--- begin ---
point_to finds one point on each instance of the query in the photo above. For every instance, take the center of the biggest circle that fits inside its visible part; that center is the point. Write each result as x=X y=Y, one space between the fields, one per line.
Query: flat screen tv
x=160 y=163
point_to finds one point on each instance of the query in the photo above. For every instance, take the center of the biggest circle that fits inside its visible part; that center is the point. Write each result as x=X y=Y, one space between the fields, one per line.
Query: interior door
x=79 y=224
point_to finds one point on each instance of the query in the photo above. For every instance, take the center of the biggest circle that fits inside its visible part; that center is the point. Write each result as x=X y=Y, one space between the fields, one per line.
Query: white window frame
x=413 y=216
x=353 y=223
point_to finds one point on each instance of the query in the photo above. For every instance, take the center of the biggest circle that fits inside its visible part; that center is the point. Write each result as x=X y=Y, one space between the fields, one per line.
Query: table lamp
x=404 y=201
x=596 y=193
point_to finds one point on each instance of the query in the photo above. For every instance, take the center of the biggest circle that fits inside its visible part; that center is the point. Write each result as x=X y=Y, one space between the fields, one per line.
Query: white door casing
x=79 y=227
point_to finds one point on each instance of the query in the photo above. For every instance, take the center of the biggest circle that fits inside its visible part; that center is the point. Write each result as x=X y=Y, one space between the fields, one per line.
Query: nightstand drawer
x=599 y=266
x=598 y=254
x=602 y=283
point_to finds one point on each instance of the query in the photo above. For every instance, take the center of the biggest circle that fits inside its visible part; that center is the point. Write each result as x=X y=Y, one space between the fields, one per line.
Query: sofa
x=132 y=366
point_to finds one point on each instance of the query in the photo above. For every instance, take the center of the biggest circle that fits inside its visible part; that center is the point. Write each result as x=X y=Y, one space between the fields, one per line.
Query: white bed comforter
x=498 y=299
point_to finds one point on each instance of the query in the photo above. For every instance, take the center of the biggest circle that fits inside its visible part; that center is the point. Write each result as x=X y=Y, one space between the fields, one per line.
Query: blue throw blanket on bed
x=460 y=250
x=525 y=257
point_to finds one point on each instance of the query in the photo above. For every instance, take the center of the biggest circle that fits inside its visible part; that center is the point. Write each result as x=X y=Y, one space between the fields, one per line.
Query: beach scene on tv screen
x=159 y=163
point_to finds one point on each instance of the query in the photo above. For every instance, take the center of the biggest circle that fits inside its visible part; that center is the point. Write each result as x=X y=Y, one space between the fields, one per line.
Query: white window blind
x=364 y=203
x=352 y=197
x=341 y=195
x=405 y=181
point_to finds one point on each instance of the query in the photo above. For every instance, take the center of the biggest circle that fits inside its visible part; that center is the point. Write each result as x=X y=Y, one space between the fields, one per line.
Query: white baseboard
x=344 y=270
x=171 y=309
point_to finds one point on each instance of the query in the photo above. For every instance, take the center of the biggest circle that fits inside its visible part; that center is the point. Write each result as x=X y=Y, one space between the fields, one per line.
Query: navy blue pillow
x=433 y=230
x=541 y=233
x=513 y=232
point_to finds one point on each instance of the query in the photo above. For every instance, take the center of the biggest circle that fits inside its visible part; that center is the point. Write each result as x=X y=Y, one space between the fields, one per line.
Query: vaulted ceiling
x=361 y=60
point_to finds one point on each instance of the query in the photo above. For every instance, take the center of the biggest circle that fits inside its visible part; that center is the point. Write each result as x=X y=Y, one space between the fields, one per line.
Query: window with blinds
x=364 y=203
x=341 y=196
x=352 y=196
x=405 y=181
--- end ---
Work to do: Copy the entire listing above line for line, keeping every character unchanged.

The solution:
point_to finds one point on each instance of the query in the photo above. For every instance, take the center of the biggest circle that fits inside its visible part; that center is the point. Write each result as x=X y=Y, one space between the fields, one per line.
Query: flat screen tv
x=160 y=163
point_to finds one point on each instance of the query in the photo above. For every instance, take the center of the biggest circle that fits inside its visible part; that center is the point. Write each result as x=X y=Y, one space between the fields, one per line.
Query: interior door
x=79 y=224
point_to finds one point on each instance of the query in the photo above. For every instance, take the center of the biggest circle that fits inside its visible part; that center is the point. Write each result as x=X y=Y, one space between the fields, one per line.
Query: white window frame
x=413 y=216
x=353 y=223
point_to finds one point on each instance of the query in the photo above. For every instance, take the center of the biggest circle that fits inside its visible part; that center is the point. Write each result as x=X y=Y, one space between the fields, one per line.
Query: table lamp
x=404 y=201
x=596 y=193
point_to finds one point on each instance of the query in the photo above. For every instance, take the center of the biggest circle that fits inside its visible part; that center is the point. Write each result as x=X y=Y, one space between the fields, one per line.
Query: white door casing
x=79 y=227
point_to finds one point on each instance of the query in the photo above. For every instance, take the center of the biggest circle that fits inside its visible part; that center is the point. Write each result as x=X y=Y, one space between the fields, one per line.
Query: nightstand drawer
x=599 y=266
x=598 y=254
x=602 y=283
point_to finds one point on each instance of the query in the photo above. For every instance, take the center of the biggest circle that fits inside its visible part; that center is the point. Write each result as x=X y=Y, one space between the fields, one per line.
Query: sofa
x=132 y=366
point_to finds one point on each instance of the query in the photo above. For every instance, take the center of the biggest circle that fits inside its visible part; that center is the point. Write each result as x=X y=Y, one space between the fields, one per line.
Query: white bed comforter
x=498 y=299
point_to finds one point on each instance of the query in the photo above. For every instance, take the center of the biggest circle that fits inside its visible part; that center is the point. Write each result as x=X y=Y, one space between the fields, one per line.
Query: blue throw blanket on bed
x=460 y=250
x=525 y=257
point_to finds one point on each instance of the query in the photo above. For every instance, take the center of the biggest circle that fits inside its visible part; that center is the point. Write each result as x=X y=Y, one space between the fields, one per line.
Query: beach scene on tv screen
x=159 y=163
point_to finds one point on each instance of the query in the photo above. For every instance, take the center of the biggest circle that fits inside its visible part; that center is the point. Write each result as x=X y=Y, one space between the fields, one per line.
Query: white window blind
x=364 y=203
x=352 y=197
x=341 y=195
x=405 y=181
point_to finds one point on each instance of the query in the photo above. For every instance, take the center of the biggest circle that fits inside its visible part; that center is the point. Write each result as x=X y=Y, one space between the fields, one per line.
Query: white baseboard
x=344 y=270
x=171 y=309
point_to finds one point on each instance of the query in the photo above. For every instance, take the center of the biggest circle that fits inside its visible part; that center is the point. Write each result as x=X y=Y, one space between the fields, one per line.
Query: navy blue pillow
x=433 y=230
x=541 y=233
x=513 y=232
point_to finds one point on each instance of the query in the photo above. For every instance, take the center of the biggest circle that fits inside its visible part; that center is the point. Write each result as x=X y=Y, one space between the fields, one per line.
Query: vaulted ceiling
x=361 y=60
point_to finds one point on each instance of the query in the photo above. For every instance, take the center of the biggest circle that fits inside its visible part; that center is the point. Write each result as x=X y=Y, one space between the fields, one per line.
Query: window with blinds
x=364 y=203
x=341 y=196
x=352 y=196
x=405 y=181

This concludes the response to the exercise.